▶ [Request]: Starting with the line containing "Compliance review: the empty" and continuing through the final line, write those lines out as a numbered list, skipping any blank lines.

::::

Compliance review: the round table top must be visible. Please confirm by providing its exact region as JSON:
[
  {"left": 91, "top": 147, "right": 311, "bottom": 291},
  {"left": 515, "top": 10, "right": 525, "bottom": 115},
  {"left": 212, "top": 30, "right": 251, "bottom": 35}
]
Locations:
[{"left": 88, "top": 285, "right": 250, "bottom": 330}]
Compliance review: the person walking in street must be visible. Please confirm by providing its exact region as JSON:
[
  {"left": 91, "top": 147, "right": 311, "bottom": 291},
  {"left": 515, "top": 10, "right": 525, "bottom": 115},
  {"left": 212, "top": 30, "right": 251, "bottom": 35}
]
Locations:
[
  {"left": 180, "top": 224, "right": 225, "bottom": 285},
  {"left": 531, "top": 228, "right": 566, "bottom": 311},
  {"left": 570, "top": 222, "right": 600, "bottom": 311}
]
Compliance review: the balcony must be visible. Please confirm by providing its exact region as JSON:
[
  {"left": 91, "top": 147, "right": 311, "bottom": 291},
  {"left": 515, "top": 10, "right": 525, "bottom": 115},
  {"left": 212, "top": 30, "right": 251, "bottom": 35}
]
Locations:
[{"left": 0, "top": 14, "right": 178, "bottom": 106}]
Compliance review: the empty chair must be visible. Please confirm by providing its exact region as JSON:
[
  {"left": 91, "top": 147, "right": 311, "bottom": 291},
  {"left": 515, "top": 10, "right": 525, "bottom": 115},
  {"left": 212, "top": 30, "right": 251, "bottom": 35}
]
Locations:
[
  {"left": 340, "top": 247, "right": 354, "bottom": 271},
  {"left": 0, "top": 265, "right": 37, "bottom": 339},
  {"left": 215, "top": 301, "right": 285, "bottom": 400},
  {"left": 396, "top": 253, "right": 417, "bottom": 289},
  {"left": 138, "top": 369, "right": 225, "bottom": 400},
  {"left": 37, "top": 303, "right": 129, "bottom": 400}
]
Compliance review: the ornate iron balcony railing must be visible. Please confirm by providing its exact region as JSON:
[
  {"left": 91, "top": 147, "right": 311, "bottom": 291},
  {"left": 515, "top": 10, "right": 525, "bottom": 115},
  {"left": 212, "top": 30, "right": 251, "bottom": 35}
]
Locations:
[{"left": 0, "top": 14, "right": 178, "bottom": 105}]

::::

▶ [Answer in full]:
1. Compliance review: the empty chair must be visible. Please confirm by providing its exact region as JSON:
2. [
3.   {"left": 91, "top": 147, "right": 311, "bottom": 291},
4.   {"left": 515, "top": 10, "right": 525, "bottom": 115},
5.   {"left": 212, "top": 30, "right": 251, "bottom": 35}
6. ]
7. Locations:
8. [
9.   {"left": 340, "top": 247, "right": 354, "bottom": 271},
10.   {"left": 0, "top": 265, "right": 37, "bottom": 339},
11.   {"left": 215, "top": 301, "right": 285, "bottom": 400},
12.   {"left": 396, "top": 253, "right": 417, "bottom": 289},
13.   {"left": 138, "top": 369, "right": 225, "bottom": 400},
14.   {"left": 37, "top": 303, "right": 129, "bottom": 400}
15. ]
16. Compliance review: the ornate iron balcony railing must be visible. Please confirm by providing its exact region as JSON:
17. [
18.   {"left": 91, "top": 147, "right": 311, "bottom": 291},
19.   {"left": 515, "top": 10, "right": 525, "bottom": 115},
20.   {"left": 212, "top": 30, "right": 251, "bottom": 35}
21. ]
22. Locations:
23. [{"left": 0, "top": 14, "right": 178, "bottom": 105}]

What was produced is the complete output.